[Recorded data]

━━━━

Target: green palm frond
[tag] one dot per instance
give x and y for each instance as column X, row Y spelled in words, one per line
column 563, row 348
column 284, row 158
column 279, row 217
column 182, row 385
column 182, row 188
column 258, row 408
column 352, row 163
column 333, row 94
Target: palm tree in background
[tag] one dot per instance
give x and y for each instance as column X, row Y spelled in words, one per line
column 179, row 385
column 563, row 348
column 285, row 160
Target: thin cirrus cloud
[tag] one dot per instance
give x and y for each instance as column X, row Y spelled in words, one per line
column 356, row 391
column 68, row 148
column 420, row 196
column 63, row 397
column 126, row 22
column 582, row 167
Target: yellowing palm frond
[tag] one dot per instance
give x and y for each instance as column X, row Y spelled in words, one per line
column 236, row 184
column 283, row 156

━━━━

#### Task directions:
Please put the lines of the records above, from the line containing "Target: thin cirrus cloud" through the end of the records, into a JSON list of strings with one string per line and blank lines left out.

#### Problem solution:
[
  "Target: thin cirrus cloud",
  "[tag] one dot per instance",
  "give x and y for each instance as column X, row Y spelled in words, one per line",
  "column 356, row 391",
  "column 68, row 148",
  "column 420, row 196",
  "column 63, row 397",
  "column 126, row 22",
  "column 582, row 167",
  "Target: yellowing palm frond",
  "[tag] one dot per instance",
  "give x and y for each instance as column X, row Y spelled in words, one per line",
  "column 236, row 184",
  "column 283, row 156"
]